Exercise directions: Search the entries for the word "note". Copy every line that holds it.

[Stored data entries]
^^^^^^^^
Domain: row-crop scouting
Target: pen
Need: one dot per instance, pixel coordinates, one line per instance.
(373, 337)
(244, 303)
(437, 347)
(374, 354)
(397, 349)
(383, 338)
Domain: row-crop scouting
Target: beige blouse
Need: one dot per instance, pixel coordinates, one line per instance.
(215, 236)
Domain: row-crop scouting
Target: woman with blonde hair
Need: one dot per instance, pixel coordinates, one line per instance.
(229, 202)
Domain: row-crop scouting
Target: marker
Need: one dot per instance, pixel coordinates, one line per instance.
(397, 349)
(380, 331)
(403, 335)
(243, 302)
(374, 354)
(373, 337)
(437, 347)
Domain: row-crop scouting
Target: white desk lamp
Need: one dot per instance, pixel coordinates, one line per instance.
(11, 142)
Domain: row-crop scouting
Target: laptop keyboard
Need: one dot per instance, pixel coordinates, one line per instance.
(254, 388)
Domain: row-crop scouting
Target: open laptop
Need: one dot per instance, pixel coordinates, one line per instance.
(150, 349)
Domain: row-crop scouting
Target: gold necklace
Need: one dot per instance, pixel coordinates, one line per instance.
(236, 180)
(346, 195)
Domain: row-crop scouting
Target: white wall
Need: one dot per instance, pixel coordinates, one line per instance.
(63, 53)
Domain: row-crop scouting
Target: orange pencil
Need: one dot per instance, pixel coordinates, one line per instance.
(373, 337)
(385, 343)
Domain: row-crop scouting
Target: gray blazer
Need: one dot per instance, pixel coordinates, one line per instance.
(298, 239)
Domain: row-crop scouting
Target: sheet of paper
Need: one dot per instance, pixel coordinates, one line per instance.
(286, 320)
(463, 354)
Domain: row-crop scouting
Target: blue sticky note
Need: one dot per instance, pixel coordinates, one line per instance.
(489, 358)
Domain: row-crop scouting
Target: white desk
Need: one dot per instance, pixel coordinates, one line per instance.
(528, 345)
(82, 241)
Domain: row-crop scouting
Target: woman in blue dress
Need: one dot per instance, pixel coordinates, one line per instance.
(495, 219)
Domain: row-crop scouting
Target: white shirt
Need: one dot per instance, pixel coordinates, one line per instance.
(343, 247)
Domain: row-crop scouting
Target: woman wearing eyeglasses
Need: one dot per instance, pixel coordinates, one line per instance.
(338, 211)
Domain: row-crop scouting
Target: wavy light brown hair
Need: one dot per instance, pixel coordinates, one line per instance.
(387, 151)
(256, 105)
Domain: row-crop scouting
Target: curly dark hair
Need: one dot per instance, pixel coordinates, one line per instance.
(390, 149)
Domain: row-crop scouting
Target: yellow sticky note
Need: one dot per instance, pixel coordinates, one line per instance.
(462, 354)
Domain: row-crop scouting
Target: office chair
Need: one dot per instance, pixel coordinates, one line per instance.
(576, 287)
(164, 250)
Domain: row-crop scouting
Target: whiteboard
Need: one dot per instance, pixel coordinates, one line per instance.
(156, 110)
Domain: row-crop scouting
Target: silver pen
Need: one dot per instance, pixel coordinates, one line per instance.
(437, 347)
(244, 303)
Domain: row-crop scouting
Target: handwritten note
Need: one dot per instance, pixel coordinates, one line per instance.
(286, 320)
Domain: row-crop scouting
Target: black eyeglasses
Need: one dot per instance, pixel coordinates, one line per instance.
^^^^^^^^
Written solution:
Target: blue sticky note
Target: yellow sticky note
Target: handwritten note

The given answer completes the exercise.